Task directions:
Using the data that follows, give the number of lines in which the word "mound" occurs. Write only the number.

--- Provided records Enclosed Below ---

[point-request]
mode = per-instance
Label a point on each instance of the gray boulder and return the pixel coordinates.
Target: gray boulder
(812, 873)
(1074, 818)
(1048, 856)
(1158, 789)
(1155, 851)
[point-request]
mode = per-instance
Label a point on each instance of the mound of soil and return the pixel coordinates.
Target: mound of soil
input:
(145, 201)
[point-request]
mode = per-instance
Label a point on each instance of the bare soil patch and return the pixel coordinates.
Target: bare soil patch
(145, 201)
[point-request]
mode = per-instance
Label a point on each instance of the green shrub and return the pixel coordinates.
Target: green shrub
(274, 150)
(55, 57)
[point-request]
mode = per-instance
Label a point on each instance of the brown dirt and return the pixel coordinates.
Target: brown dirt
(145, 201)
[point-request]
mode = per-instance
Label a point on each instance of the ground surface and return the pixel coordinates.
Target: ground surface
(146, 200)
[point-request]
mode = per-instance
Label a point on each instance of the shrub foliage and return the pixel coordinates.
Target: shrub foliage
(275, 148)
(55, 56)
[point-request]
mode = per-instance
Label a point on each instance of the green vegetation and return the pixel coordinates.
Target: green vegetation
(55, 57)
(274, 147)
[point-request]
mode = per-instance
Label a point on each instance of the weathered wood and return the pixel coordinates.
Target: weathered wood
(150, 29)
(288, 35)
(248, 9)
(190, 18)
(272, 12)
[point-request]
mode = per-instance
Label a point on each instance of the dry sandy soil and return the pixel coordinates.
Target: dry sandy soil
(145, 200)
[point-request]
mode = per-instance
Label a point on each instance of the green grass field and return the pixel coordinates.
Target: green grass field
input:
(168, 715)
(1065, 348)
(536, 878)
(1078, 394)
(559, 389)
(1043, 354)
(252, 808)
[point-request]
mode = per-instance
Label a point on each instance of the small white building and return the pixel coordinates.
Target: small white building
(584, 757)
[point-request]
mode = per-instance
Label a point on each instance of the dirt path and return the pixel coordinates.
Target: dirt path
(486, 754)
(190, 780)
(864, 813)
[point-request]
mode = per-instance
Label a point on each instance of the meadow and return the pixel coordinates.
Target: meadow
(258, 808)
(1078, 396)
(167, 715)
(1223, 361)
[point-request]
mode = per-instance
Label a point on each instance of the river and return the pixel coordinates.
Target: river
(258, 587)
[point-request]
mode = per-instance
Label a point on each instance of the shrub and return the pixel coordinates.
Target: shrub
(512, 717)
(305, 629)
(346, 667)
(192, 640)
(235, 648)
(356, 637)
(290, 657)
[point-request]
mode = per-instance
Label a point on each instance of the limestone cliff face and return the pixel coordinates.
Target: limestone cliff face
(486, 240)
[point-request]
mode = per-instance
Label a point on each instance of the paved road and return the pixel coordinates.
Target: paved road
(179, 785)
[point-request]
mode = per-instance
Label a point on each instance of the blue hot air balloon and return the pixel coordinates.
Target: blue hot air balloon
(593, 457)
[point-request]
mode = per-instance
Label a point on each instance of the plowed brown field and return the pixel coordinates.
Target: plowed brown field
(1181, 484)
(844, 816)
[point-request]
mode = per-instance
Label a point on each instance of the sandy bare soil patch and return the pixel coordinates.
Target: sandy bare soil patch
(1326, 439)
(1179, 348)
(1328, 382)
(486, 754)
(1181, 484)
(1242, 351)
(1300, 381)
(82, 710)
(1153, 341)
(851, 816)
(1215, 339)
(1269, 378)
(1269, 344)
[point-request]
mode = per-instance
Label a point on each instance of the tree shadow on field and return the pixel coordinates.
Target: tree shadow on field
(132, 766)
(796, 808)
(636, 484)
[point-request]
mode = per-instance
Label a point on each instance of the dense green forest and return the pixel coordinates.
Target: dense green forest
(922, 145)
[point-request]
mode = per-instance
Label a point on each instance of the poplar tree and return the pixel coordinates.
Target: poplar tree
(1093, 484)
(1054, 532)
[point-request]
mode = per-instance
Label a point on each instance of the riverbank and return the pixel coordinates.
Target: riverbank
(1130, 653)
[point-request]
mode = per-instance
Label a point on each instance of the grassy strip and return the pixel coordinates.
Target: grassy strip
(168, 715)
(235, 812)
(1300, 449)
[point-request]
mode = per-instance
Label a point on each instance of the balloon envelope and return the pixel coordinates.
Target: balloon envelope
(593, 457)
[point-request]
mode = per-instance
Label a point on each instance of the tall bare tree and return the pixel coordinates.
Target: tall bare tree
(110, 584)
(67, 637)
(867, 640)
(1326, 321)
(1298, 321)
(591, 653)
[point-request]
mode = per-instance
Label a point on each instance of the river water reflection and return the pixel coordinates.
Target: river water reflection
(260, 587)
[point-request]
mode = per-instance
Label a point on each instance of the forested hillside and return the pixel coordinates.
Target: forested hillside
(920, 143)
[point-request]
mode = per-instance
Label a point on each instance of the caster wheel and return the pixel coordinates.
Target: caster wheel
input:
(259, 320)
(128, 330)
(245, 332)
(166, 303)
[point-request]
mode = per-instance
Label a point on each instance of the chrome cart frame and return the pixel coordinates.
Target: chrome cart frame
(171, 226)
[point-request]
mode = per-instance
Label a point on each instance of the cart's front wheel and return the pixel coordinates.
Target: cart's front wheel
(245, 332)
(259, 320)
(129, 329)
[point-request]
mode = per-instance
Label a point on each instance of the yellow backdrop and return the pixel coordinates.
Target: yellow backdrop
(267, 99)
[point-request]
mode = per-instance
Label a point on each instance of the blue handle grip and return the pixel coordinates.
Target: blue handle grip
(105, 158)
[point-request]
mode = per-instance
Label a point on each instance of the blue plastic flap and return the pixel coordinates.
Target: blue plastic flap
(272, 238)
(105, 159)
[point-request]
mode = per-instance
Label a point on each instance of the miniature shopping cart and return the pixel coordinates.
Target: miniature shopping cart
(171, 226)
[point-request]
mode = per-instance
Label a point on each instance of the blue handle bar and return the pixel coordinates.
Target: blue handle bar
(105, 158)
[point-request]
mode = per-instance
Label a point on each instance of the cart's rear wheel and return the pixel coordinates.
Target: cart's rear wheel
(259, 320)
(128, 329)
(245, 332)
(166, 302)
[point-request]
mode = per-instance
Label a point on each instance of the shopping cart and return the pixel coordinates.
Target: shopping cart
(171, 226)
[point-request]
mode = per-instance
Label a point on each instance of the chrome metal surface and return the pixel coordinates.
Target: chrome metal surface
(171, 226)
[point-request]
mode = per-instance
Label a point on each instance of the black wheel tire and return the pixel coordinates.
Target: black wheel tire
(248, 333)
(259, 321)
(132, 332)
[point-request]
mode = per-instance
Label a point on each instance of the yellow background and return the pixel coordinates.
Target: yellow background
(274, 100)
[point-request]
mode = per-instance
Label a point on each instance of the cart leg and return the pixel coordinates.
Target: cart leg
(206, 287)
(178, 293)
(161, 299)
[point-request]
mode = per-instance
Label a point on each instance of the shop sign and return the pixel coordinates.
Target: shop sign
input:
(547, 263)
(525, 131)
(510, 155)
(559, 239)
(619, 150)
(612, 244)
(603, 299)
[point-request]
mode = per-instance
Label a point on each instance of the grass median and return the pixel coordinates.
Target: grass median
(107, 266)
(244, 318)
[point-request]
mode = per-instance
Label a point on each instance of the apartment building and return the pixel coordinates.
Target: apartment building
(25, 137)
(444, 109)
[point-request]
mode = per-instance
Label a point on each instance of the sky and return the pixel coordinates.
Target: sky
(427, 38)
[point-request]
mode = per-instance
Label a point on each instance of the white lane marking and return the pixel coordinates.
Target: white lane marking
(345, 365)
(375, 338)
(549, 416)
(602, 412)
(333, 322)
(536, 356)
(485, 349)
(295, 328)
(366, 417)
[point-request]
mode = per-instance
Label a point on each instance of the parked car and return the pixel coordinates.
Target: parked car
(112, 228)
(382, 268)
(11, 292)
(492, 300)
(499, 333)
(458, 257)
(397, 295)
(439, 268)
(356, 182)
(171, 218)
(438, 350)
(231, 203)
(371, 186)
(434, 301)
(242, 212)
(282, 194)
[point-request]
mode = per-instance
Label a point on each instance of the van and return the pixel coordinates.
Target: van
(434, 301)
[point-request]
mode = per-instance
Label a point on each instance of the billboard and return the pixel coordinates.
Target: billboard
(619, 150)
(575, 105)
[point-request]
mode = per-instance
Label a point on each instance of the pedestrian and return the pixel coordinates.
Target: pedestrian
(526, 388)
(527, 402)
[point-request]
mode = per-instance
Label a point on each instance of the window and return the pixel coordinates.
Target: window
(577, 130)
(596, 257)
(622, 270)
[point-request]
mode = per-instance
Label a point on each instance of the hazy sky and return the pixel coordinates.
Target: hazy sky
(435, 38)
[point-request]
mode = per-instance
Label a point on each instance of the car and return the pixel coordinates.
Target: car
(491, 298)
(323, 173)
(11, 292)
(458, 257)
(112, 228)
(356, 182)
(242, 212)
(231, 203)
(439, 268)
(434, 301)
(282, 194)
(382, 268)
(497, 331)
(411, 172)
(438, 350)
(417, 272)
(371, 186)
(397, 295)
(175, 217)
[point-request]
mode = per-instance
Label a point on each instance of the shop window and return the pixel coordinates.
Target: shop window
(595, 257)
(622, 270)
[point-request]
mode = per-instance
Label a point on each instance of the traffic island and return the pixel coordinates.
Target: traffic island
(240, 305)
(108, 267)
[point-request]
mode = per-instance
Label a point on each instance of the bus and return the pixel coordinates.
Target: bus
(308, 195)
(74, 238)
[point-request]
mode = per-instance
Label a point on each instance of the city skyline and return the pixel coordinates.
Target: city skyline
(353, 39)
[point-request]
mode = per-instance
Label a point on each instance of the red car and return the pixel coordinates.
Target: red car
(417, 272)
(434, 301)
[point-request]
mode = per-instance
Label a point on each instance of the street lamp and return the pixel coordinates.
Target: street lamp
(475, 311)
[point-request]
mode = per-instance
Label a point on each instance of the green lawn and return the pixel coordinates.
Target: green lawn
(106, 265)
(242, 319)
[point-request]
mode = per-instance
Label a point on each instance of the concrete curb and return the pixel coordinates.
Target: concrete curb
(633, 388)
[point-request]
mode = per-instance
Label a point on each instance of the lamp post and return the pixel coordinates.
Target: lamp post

--- End of Enclosed Provided records ---

Result below:
2